● DIRECTION: Resume the feature article on the band New Ghost below, starting right after its final sentence.

● SUPPLIED TEXT:
-------

On July 12 of this year, New Ghost burst onto the scene, dropping an exceptionally beautiful collection of songs called New Ghost Orchestra upon us. This exciting UK-based band blew us away with the record, as you can see in our review. Everything Is Noise also listed it as one of our albums of the month for July! So what could be better than to make them our Weekly Featured Artist and get to know them a bit better? We spoke with Chris Anderson, founder of the collective, on topics ranging from how they met to how their debut live show went. We also touched on their sound and what is next for the band, possibly even including some news on a tour date later in the article…
New Ghost‘s style is a beautiful blend of alternative, post- and progressive rock, with dashes of glitch and noise-pop thrown in for good measure. The result is a hybrid sound I couldn’t quite pin down, yet fans of bands like Oceansize and Arcane Roots will certainly find similarities. New Ghost Orchestra is an album that morphs from one genre to another, unafraid of pegging itself to any particular soundscape, something we love very much here at Everything Is Noise.
First things first: we asked Anderson about how the album had been received, and where the band’s energy was being exercised over this (mostly) lovely summer. The good news is, the reaction elsewhere to New Ghost Orchestra was the same as ours, with deep and articulate reviews flying in from all angles, as well as individual messages sent to the band, supporting the release. For Chris, this has been a huge boost.
‘It has been so encouraging to see the material connect with people, which is always ultimately the goal – to find that connection. I wasn’t sure I’d put anything else out ever again, so even though we’re in the very early stages of the project, to have this response really has been gratifying and humbling.’
The band have since focused their energy on bringing the album to the live setting, playing their debut show just after the album launch and much more as you’ll find out as we progress through this feature.
One of the most important stories to tell is how such a collective forms. Anderson gave me an in-depth history of the band, painting a picture of how a group comprised of many members from many bands comes together to push out such a unique record.

-------

● DATASET ENTRIES:

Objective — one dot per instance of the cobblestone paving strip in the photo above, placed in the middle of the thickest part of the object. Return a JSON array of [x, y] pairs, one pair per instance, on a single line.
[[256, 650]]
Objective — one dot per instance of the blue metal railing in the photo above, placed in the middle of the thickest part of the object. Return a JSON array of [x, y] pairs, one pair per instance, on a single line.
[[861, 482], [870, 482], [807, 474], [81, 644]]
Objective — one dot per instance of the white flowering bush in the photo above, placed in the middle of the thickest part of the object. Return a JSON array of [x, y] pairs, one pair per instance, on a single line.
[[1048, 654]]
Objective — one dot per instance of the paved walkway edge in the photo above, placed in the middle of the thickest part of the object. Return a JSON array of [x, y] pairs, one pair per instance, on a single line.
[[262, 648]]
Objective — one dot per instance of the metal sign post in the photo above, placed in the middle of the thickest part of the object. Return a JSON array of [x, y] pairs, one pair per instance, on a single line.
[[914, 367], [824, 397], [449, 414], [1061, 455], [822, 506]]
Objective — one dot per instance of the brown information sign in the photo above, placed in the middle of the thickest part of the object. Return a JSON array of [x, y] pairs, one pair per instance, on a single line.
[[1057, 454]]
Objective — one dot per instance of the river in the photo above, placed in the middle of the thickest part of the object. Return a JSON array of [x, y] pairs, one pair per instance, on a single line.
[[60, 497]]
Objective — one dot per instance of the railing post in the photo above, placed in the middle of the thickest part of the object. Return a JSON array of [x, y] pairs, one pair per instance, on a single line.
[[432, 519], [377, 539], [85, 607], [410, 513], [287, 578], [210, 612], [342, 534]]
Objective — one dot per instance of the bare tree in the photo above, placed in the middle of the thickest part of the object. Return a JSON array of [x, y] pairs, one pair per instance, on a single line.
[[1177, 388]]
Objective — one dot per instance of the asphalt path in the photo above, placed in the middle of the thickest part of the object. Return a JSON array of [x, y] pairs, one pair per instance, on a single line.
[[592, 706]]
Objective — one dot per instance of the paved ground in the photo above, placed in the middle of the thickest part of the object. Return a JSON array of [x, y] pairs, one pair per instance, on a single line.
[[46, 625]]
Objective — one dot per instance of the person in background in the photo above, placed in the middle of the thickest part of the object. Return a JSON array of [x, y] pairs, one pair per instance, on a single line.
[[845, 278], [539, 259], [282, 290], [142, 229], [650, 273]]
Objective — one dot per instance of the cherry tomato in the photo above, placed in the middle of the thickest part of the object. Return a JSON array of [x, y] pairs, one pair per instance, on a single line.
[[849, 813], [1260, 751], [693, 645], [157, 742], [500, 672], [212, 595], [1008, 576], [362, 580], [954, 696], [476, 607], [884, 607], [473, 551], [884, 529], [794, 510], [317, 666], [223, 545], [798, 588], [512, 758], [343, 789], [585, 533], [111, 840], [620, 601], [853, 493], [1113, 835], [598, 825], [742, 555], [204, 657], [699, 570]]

-------

● EXPECTED ANSWER:
As with a lot of art, the origins of New Ghost were seeped in the frustrations of not actually creating. That same feeling leads to apathy or disinterest towards the project from some people, and it was a situation Anderson found himself in a few years back with a previous band, Firesuite. Not being able to create the music he intended to, seeing the band slowly move onto other things – it was a dark time creatively, and yet he dilligently continued his work at Old Pig Farm Studios in Sheffield, UK nonetheless. During a boozy late night session at the studio as it was all coming to a head with Firesuite, John Sephton, owner of the studio, joked that if the band didn’t record the album, then he would. This gave Anderson a breath of fresh air, and he set to work fleshing out the demos he’d been recording.
Sheffield is a melting pot of bands, so the next step of forming the collective was thankfully easier than it would’ve been in other regions of the UK. Anderson enlisted the help of Arian Malekpour, who he knew from one of the bands he had played with in the past. Malekpour is a lynchpin of Sheffield’s music scene; before long, he had enlisted the help of three new members for New Ghost, who were all as enthusiastic as Anderson about the project. From there, Anderson set to task on recruiting vocalists for the intended vocal tracks, pulling in Caroline Cawley from Church Of The Cosmic Skull and Craig B from Aerogramme. The latter’s feature particularly excited him.
‘I’d worshipped everything he’d been involved with for years, and he was one of the main reasons I played music to begin with, so I built up the courage over the period of about a year (again the introvert) to asked him to come throw his voice at something. He agreed, and what was perhaps the most surreal moment in my musical life he came and sang on a song I wrote. That song (“Hours”) had become a cornerstone in the material we had. It was the song that had convinced the majority of the band to want to get involved, so seeing it brought to life by one of my musical heroes was…a lot.‘
New Ghost Orchestra was recorded quickly, with Sephton stepping in on drums and driving the band to completion. They sat on the record for a while after completing it, thinking of how to present it to the world. With such an enveloping soundscape, it makes sense to gift it to audiences live as well as on record, so they set about working on their live show. Despite all the positive momentum, Anderson felt worried that the music wouldn’t actually see the light of day, and that is how the name was coined.
‘During the writing and recording, I couldn’t shake this idea of the ‘ephemera’. In that what we were making could feasibly not see the light of day, and that the project was just another ‘new ghost’. A romantic notion in building something as big and powerful as you can, to see it then dissolve away just as quickly as it had materialised.‘
And so New Ghost had a name and an album.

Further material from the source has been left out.